Depuis les années 1960, le PCF a produit beaucoup de réflexions, d’analyses et de concrétisation (dans les communes et les départements qu’il dirige) se référant à la pensée marxienne sur l’écologie (cf. l’ouvrage de Guy Biolat, Marxisme et environnement, Les éditions sociales, 1973), même si des difficultés apparaissent pour les intégrer de manière permanente et cohérente à la vie et dans les actions quotidiennes du parti. Cela va de la création de la commission « Cadre de vie, environnement, écologie » en 1969, au rapport de Pierre Juquin « Les communistes et le cadre de vie », lors du comité central de juin 1976 (le PCF est alors le premier parti à consacrer une séance de son instance dirigeante à ce thème), en passant par le traitement de l’écologie dans les textes de congrès du PCF depuis le XXIIe (1976) et dans les différents journaux quotidiens, revues et périodiques qu’il anime (notamment Avancées scientifiques et techniquesProgressistesLa Revue du projet et Cause commune). De nombreux auteurs, communistes engagés ou théoriciens marxistes, participent à ce mouvement. 

Pour aller dans le sens de l’émancipation humaine, il est nécessaire de résoudre un certain nombre de défis. Parmi les principaux, nous en relevons cinq :

  1. Celui du développement des connaissances : comment pouvons-nous utiliser nos connaissances et gérer les applications techniques potentiellement dangereuses qui en résultent, s’adapter aux transformations sociétales qui en découlent dans le respect des hommes et de la nature ?

> _DONNÉES FOURNIES_
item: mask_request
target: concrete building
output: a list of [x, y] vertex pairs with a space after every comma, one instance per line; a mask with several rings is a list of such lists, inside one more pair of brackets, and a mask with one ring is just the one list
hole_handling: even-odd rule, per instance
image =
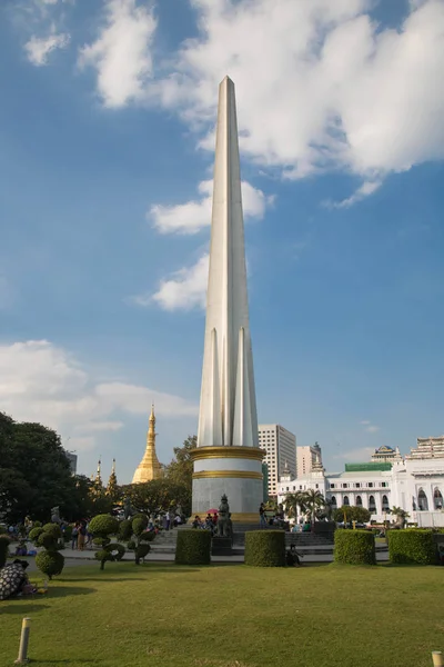
[[433, 447], [432, 456], [430, 439], [418, 438], [417, 442], [408, 456], [393, 462], [346, 464], [344, 472], [333, 474], [314, 466], [307, 475], [284, 476], [278, 485], [278, 502], [284, 502], [286, 494], [314, 489], [333, 507], [365, 507], [372, 520], [390, 519], [391, 509], [401, 507], [408, 512], [410, 522], [444, 527], [444, 451]]
[[303, 477], [312, 471], [313, 465], [316, 462], [317, 457], [321, 458], [321, 447], [317, 442], [306, 445], [304, 447], [297, 447], [297, 477]]
[[64, 450], [64, 455], [70, 462], [72, 475], [75, 475], [77, 474], [77, 454], [74, 454], [73, 451]]
[[260, 424], [259, 446], [265, 450], [269, 496], [276, 496], [278, 482], [285, 465], [293, 477], [296, 475], [296, 436], [280, 424]]
[[263, 499], [249, 322], [234, 83], [219, 87], [210, 267], [192, 514], [229, 499], [232, 520], [256, 524]]

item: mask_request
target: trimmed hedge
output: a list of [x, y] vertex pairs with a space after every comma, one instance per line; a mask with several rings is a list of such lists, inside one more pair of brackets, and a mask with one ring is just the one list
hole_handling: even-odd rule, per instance
[[334, 561], [342, 565], [376, 565], [374, 535], [369, 530], [336, 530]]
[[211, 531], [193, 528], [178, 531], [176, 565], [210, 565]]
[[53, 576], [61, 574], [64, 557], [59, 551], [40, 551], [36, 556], [36, 565], [43, 575], [52, 579]]
[[263, 529], [245, 532], [245, 565], [284, 567], [285, 532]]
[[387, 537], [391, 563], [436, 565], [436, 545], [432, 530], [389, 530]]

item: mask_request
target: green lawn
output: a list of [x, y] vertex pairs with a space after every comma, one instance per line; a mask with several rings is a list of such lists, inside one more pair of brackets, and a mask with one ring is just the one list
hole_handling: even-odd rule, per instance
[[[444, 649], [438, 567], [256, 569], [97, 564], [0, 603], [0, 665], [32, 618], [39, 667], [430, 667]], [[32, 577], [31, 577], [32, 579]]]

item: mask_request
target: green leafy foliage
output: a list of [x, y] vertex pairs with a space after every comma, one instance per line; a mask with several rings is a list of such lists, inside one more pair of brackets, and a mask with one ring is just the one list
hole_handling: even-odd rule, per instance
[[123, 540], [131, 539], [132, 536], [132, 526], [130, 519], [123, 519], [119, 524], [119, 538]]
[[376, 565], [374, 535], [369, 530], [336, 530], [334, 561], [342, 565]]
[[40, 551], [36, 556], [36, 565], [50, 579], [60, 575], [64, 566], [64, 557], [59, 551]]
[[123, 556], [127, 552], [127, 549], [123, 545], [119, 545], [119, 542], [110, 542], [107, 545], [107, 551], [112, 554], [114, 560], [122, 560]]
[[372, 515], [365, 507], [354, 505], [343, 505], [334, 512], [334, 520], [341, 524], [342, 521], [357, 521], [366, 524]]
[[436, 564], [436, 546], [432, 530], [422, 530], [420, 528], [389, 530], [387, 538], [391, 563]]
[[119, 530], [119, 521], [111, 515], [98, 515], [93, 517], [89, 524], [89, 531], [95, 537], [108, 537], [117, 535]]
[[39, 537], [41, 536], [42, 532], [44, 532], [43, 528], [39, 528], [39, 527], [32, 528], [32, 530], [29, 531], [29, 539], [31, 541], [33, 541], [34, 545], [38, 545]]
[[249, 530], [245, 532], [245, 565], [284, 567], [285, 532], [283, 530]]
[[9, 552], [11, 540], [7, 535], [0, 535], [0, 568], [4, 567]]
[[179, 530], [175, 547], [176, 565], [210, 565], [211, 531]]
[[104, 569], [104, 564], [107, 560], [114, 560], [113, 555], [108, 549], [101, 549], [100, 551], [95, 551], [94, 554], [95, 560], [100, 561], [100, 569]]

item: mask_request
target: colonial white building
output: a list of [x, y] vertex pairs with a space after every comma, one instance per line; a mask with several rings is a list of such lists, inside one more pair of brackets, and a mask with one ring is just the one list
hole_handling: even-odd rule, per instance
[[[345, 471], [325, 474], [321, 459], [312, 471], [303, 477], [281, 476], [278, 502], [284, 502], [286, 494], [309, 489], [319, 490], [333, 506], [362, 506], [370, 510], [372, 519], [383, 521], [392, 507], [408, 512], [408, 521], [424, 527], [444, 526], [444, 438], [443, 448], [431, 445], [437, 438], [418, 438], [416, 449], [402, 458], [391, 457], [387, 447], [385, 460], [373, 458], [369, 464], [346, 464]], [[441, 440], [441, 438], [440, 438]], [[389, 459], [389, 460], [387, 460]]]

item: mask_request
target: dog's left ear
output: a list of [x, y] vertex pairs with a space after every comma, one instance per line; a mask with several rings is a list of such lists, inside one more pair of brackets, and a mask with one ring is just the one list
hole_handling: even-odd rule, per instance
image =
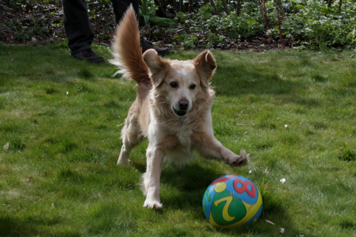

> _TRAVAIL DEMANDÉ_
a. D'après l'extrait sur le PCF et l'écologie, en quelle année la commission « Cadre de vie, environnement, écologie » a-t-elle été créée ?
b. Reprenez l'extrait sur le PCF et l'écologie à la suite de sa dernière phrase.

> _RÉPONSES ATTENDUES_
a. En 1969.

b.
  2. Celui des obstacles au développement humain durable. Allons-nous continuer à produire en épuisant les ressources naturelles d’un côté et en accumulant de l’autre les déchets ? Marx répondait déjà en partie à la question en utilisant le concept de métabolisme pour décrire l’économie circulaire dans toute la complexité des rapports homme/nature.
  3. Celui de la nécessaire préservation de la biosphère. Elle est notamment altérée par les pollutions massives (les résidus plastiques dans les océans, l’air pollué…) et le réchauffement climatique, qui est déjà visible, dû à l’effet de serre lié à la combustion des ressources carbonées fossiles.

« Notre conception de l’écologie est fondamentalement politique car elle n’est pas coupée des luttes sociales, environnementales, économiques et éthiques. »

  1. Celui du recul observé de la biodiversité, qui constitue un enjeu central car les êtres humains y sont pour quelque chose. Les tentatives de privatisation de ce bien commun se généralisent sous la férule du système capitaliste ainsi que, à l’inverse, la sacralisation d’une nature idéalisée qui exclut l’humain. Ces deux approches conduisent à des catastrophes humaines et environnementales.
  2. Celui de la nécessaire prévention des risques et des pollutions, qui concerne les différents domaines de l’activité productive humaine et qui touche l’ensemble des gens, en particulier les salariés des entreprises. Comme le faisait déjà remarquer Engels dans La Situation de la classe laborieuse en Angleterre au sujet des conditions de vie des ouvriers anglais, les inégalités sociales vont de pair avec les inégalités environnementales et cela se vérifie aussi aujourd’hui !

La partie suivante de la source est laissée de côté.